[Begin]
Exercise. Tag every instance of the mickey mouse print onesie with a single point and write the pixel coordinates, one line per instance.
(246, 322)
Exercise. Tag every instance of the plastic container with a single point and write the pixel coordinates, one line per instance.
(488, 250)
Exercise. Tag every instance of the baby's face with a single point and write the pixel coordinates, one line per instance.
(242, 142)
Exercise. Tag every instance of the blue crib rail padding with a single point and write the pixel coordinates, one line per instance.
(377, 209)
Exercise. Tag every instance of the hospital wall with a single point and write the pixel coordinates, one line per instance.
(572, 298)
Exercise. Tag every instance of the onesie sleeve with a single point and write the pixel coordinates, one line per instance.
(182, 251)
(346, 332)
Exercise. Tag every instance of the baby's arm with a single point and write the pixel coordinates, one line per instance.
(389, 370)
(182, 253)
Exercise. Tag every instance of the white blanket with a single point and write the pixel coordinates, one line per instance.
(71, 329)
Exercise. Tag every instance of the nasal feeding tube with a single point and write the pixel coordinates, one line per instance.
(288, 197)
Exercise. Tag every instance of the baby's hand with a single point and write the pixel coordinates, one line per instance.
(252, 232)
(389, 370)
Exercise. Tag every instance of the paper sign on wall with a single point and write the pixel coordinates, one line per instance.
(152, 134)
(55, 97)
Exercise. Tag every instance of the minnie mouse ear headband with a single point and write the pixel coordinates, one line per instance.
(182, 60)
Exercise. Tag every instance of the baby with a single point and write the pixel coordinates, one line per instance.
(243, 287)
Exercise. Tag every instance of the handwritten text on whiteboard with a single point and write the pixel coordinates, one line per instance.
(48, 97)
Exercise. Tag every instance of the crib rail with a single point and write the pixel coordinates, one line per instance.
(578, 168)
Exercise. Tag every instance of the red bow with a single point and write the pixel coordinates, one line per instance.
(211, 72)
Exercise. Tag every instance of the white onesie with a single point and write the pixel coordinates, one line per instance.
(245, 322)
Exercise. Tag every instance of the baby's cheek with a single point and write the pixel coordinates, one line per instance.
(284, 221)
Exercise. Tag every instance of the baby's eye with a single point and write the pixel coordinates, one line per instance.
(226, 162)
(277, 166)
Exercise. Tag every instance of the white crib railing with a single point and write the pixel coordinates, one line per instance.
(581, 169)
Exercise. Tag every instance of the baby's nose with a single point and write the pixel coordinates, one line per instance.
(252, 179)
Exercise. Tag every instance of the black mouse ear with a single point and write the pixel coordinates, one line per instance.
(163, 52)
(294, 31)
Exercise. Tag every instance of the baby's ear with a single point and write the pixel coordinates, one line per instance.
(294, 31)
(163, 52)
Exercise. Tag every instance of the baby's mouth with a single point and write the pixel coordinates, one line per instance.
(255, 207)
[End]
[Begin]
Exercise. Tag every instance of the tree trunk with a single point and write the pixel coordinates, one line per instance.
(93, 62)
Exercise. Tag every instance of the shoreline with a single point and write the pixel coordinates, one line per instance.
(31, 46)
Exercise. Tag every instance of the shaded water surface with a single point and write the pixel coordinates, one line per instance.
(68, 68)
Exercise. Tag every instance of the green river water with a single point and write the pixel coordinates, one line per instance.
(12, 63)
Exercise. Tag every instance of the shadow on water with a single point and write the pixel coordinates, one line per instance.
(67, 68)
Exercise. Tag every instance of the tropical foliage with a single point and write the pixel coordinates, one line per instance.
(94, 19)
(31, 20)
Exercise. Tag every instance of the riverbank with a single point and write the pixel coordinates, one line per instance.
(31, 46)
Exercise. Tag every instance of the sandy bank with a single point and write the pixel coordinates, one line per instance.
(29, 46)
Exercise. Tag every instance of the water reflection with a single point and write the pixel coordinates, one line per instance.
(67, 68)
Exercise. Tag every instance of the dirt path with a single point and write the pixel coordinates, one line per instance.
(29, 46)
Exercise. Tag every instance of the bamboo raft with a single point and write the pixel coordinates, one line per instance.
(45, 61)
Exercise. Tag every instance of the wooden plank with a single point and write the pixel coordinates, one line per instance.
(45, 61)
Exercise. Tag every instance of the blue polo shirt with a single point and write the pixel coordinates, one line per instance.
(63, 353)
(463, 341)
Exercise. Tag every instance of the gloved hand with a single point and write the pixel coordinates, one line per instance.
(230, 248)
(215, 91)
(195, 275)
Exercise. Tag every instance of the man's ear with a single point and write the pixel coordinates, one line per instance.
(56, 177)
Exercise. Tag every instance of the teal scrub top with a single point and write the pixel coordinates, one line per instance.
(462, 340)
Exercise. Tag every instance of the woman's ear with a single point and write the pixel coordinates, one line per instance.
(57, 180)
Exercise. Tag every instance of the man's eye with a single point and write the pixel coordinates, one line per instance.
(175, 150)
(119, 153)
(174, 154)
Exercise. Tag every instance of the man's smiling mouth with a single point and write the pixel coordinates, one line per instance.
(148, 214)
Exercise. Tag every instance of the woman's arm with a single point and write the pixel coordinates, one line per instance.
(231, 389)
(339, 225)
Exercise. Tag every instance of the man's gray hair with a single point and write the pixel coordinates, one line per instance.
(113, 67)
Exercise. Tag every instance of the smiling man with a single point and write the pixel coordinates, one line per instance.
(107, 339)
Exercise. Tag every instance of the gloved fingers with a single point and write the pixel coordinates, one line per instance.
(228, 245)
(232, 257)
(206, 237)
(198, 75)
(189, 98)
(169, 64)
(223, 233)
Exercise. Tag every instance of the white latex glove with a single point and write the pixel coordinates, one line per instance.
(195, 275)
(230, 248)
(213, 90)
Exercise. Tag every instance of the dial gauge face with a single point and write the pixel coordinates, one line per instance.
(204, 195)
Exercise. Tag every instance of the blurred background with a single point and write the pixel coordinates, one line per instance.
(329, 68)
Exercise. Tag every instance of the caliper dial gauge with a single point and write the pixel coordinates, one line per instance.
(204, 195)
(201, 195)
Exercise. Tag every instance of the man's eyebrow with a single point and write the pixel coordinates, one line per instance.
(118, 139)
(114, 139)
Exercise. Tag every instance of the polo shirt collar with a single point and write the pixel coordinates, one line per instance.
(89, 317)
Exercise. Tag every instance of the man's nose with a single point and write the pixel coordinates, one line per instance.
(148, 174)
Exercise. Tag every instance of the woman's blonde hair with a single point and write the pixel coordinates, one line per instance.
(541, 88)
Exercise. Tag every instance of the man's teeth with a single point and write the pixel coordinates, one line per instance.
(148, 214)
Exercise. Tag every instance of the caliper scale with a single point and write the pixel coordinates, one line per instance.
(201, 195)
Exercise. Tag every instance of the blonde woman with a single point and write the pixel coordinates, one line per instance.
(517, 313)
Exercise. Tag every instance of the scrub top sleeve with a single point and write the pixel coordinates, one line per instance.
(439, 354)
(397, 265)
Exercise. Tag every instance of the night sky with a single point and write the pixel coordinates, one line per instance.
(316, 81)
[End]
STATED TASK: Show every line above that contains the word "woman", copying each one in full.

EXERCISE RESPONSE:
Exercise. Tag every instance of the woman's ear with a single point and write the pixel coordinates, one line per instance.
Exercise. Tag every instance of the woman's arm with a single point and write the pixel coordinates, one line per instance.
Exercise. Tag every instance of the woman's blonde hair with a single point and write the pixel coordinates, one line per instance.
Exercise. Tag every instance of the blonde woman with a single point and write the pixel coordinates, one line per instance.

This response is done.